* Stated exercise *
Carry none of the pictures over; set down the material below exactly.

--- START OF Given information ---

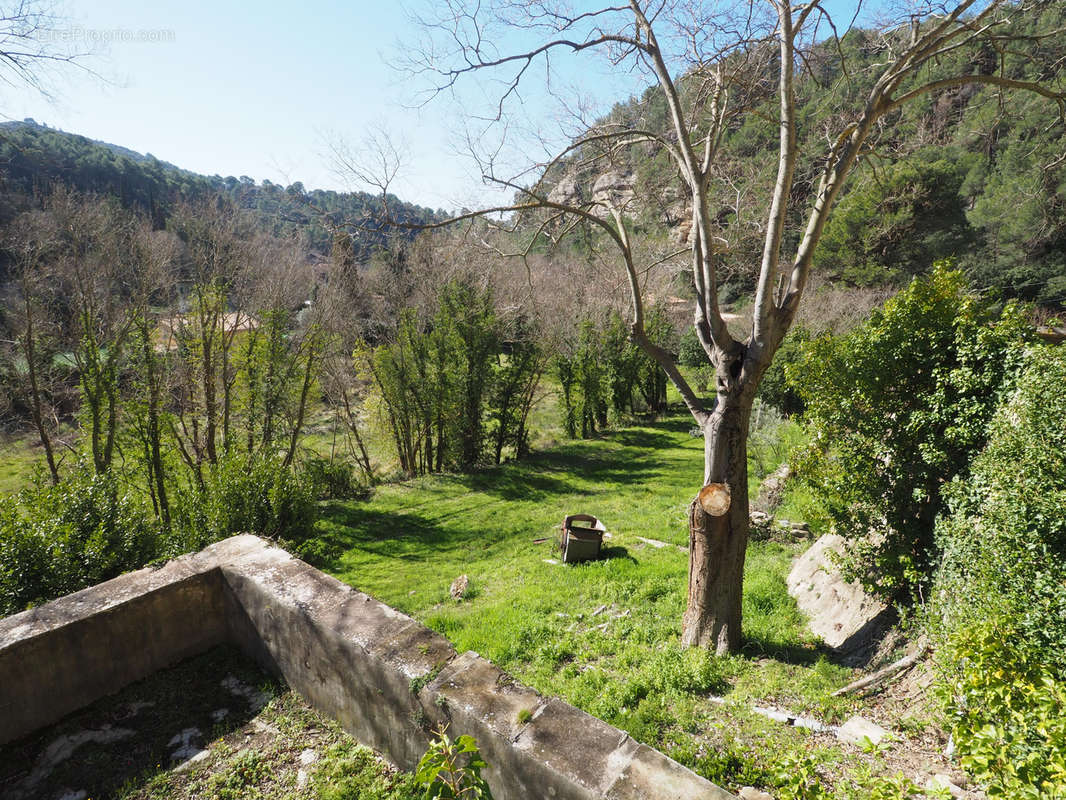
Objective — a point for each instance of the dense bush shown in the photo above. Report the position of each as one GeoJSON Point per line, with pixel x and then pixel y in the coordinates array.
{"type": "Point", "coordinates": [603, 373]}
{"type": "Point", "coordinates": [899, 406]}
{"type": "Point", "coordinates": [54, 540]}
{"type": "Point", "coordinates": [247, 495]}
{"type": "Point", "coordinates": [775, 387]}
{"type": "Point", "coordinates": [999, 606]}
{"type": "Point", "coordinates": [456, 386]}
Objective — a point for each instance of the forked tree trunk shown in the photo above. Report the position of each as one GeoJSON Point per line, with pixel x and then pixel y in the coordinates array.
{"type": "Point", "coordinates": [717, 543]}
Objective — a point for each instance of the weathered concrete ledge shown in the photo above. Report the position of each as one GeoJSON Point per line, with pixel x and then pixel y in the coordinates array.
{"type": "Point", "coordinates": [386, 677]}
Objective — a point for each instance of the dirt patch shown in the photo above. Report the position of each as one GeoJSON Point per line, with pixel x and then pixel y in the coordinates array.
{"type": "Point", "coordinates": [214, 725]}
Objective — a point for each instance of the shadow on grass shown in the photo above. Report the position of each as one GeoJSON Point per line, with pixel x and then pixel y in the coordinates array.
{"type": "Point", "coordinates": [408, 533]}
{"type": "Point", "coordinates": [801, 655]}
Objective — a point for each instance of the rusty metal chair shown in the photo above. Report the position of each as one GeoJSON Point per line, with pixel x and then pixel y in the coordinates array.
{"type": "Point", "coordinates": [581, 543]}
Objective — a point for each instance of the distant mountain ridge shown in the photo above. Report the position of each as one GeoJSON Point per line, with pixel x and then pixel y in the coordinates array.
{"type": "Point", "coordinates": [34, 157]}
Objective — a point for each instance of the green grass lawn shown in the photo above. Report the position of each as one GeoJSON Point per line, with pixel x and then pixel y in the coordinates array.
{"type": "Point", "coordinates": [603, 635]}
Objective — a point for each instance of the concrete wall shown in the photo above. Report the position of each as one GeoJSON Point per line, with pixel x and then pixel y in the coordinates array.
{"type": "Point", "coordinates": [386, 677]}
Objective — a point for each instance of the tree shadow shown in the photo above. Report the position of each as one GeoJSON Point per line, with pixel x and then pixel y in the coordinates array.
{"type": "Point", "coordinates": [800, 655]}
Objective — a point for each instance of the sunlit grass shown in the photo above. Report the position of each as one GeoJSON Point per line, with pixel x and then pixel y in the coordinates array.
{"type": "Point", "coordinates": [603, 635]}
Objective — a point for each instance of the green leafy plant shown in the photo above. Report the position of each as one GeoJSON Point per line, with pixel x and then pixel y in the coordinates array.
{"type": "Point", "coordinates": [899, 406]}
{"type": "Point", "coordinates": [451, 770]}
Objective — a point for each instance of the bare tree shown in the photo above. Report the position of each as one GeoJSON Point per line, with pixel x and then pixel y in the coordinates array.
{"type": "Point", "coordinates": [716, 64]}
{"type": "Point", "coordinates": [35, 37]}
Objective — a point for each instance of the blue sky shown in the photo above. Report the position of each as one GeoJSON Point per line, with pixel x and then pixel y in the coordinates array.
{"type": "Point", "coordinates": [260, 89]}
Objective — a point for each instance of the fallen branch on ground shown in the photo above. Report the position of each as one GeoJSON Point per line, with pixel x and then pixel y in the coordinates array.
{"type": "Point", "coordinates": [893, 669]}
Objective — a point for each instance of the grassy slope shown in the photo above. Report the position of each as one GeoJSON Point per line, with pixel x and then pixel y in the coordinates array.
{"type": "Point", "coordinates": [536, 620]}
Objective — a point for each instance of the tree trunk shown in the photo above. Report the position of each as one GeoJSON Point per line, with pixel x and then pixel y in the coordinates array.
{"type": "Point", "coordinates": [717, 544]}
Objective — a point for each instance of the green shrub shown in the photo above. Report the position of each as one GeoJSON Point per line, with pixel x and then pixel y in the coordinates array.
{"type": "Point", "coordinates": [999, 603]}
{"type": "Point", "coordinates": [1005, 713]}
{"type": "Point", "coordinates": [775, 388]}
{"type": "Point", "coordinates": [451, 770]}
{"type": "Point", "coordinates": [242, 495]}
{"type": "Point", "coordinates": [333, 480]}
{"type": "Point", "coordinates": [55, 540]}
{"type": "Point", "coordinates": [899, 406]}
{"type": "Point", "coordinates": [690, 352]}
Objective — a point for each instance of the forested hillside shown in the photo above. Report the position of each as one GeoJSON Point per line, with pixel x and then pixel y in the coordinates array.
{"type": "Point", "coordinates": [35, 158]}
{"type": "Point", "coordinates": [967, 173]}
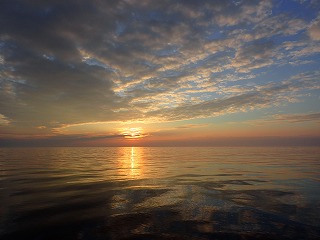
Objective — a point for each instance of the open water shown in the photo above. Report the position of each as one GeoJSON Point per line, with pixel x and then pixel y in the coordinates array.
{"type": "Point", "coordinates": [159, 193]}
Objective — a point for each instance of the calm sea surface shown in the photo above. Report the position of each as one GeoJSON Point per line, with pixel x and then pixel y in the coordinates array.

--- END OF Given information ---

* Finished exercise *
Objective — a point for each instance of the dense bush shown in the photo above. Report the position of each as one GeoJSON Point per line, with pixel x and then pixel y in the coordinates array.
{"type": "Point", "coordinates": [603, 373]}
{"type": "Point", "coordinates": [899, 406]}
{"type": "Point", "coordinates": [54, 540]}
{"type": "Point", "coordinates": [247, 495]}
{"type": "Point", "coordinates": [775, 387]}
{"type": "Point", "coordinates": [999, 606]}
{"type": "Point", "coordinates": [456, 386]}
Objective — a point for each instance of the forked tree trunk shown in the photo above. Report the position of each as one GeoJSON Point per line, with pixel x and then pixel y in the coordinates array.
{"type": "Point", "coordinates": [717, 543]}
Objective — a point for each instance of the weathered concrete ledge shown in the photo above. Report the position of each as one GeoJSON Point per line, with pixel x and then pixel y in the coordinates array.
{"type": "Point", "coordinates": [386, 677]}
Objective — a point for each instance of the dirt patch shown in the photo above. Report the position of each as one GeoJSON Point per line, with pixel x and then pixel y in the coordinates array.
{"type": "Point", "coordinates": [214, 725]}
Objective — a point for each instance of the shadow on grass shown in the photo above. Report the position of each as one GeoJSON Point per line, with pixel x and then pixel y in the coordinates array.
{"type": "Point", "coordinates": [408, 533]}
{"type": "Point", "coordinates": [801, 655]}
Objective — a point for each instance of the rusty metal chair shown in the photo above. Report the position of each as one GeoJSON Point per line, with pixel x and then pixel y in the coordinates array.
{"type": "Point", "coordinates": [581, 543]}
Objective — a point for each instance of the distant mountain ridge shown in the photo above. Report the position of each as one GeoJSON Point per line, with pixel x and then pixel y in the coordinates array.
{"type": "Point", "coordinates": [34, 157]}
Objective — a point for each instance of the green grass lawn shown in the photo above. Report the position of each as one GeoJSON Point per line, with pixel x and then pixel y in the coordinates array.
{"type": "Point", "coordinates": [603, 635]}
Objective — a point for each instance of the concrete wall shown in the photo above. Report the position of each as one GeoJSON Point per line, with pixel x and then pixel y in the coordinates array.
{"type": "Point", "coordinates": [386, 677]}
Objective — a point for each instance of the tree shadow shown in the photo above. Report the position of each as one GeoJSON Point per line, with pixel x and then pixel y in the coordinates array.
{"type": "Point", "coordinates": [800, 655]}
Objective — a point for each instance of the sunlit grass shown in the photo above. Report the position of each as one GeoJSON Point per line, with pixel x and then pixel y in the coordinates array.
{"type": "Point", "coordinates": [603, 635]}
Objective — a point for each instance of the green leafy plant shown in the photo above. Report the position of each as one GeoJSON Point per line, with pixel x and then pixel y in the coordinates array.
{"type": "Point", "coordinates": [899, 406]}
{"type": "Point", "coordinates": [451, 770]}
Objective — a point for each instance of the bare tree shown in the photo above. Report the position of each as one GeoJSON Point per line, with pixel x and then pixel y in the coordinates array.
{"type": "Point", "coordinates": [716, 64]}
{"type": "Point", "coordinates": [35, 37]}
Objective — a point for each instance of the blue sky shown in the photo above. Report the position of each as one GeoJSON Point per line, with pixel x and then pixel y in the coordinates array.
{"type": "Point", "coordinates": [260, 89]}
Objective — a point for each instance of the fallen branch on ground shown in the photo above. Report the position of each as one GeoJSON Point per line, with pixel x and then pixel y in the coordinates array.
{"type": "Point", "coordinates": [893, 669]}
Objective — a point for each instance of the grassy slope shown in the photo above. Report the position of each as one GeoJSON Point per line, with pixel x and then pixel y in the coordinates array.
{"type": "Point", "coordinates": [536, 620]}
Objective — a point for each instance of the tree trunk shown in the photo above. Report the position of each as one GeoJSON Point per line, with pixel x and then pixel y in the coordinates array.
{"type": "Point", "coordinates": [717, 544]}
Objective — a point for each instance of the green shrub shown in the photo above. Report the position of each as one GeoJSON Point per line, with pixel x and then pixel y in the coordinates array.
{"type": "Point", "coordinates": [999, 603]}
{"type": "Point", "coordinates": [1005, 713]}
{"type": "Point", "coordinates": [775, 388]}
{"type": "Point", "coordinates": [451, 770]}
{"type": "Point", "coordinates": [242, 495]}
{"type": "Point", "coordinates": [333, 480]}
{"type": "Point", "coordinates": [55, 540]}
{"type": "Point", "coordinates": [899, 406]}
{"type": "Point", "coordinates": [690, 352]}
Objective — a point for each instance of the forested hillside shown in the photo above. Report the position of each as one GeoJSON Point per line, with pixel x and then pixel y in the coordinates array.
{"type": "Point", "coordinates": [35, 158]}
{"type": "Point", "coordinates": [967, 173]}
Objective — a point for each instance of the open water shown in the photo above. Report the position of each as one GeoJSON Point per line, with pixel x and then pixel y in the coordinates array.
{"type": "Point", "coordinates": [159, 193]}
Objective — a point for each instance of the calm sea surface shown in the photo above. Report the position of each as one GeoJSON Point per line, with pixel x and then pixel y in the coordinates array.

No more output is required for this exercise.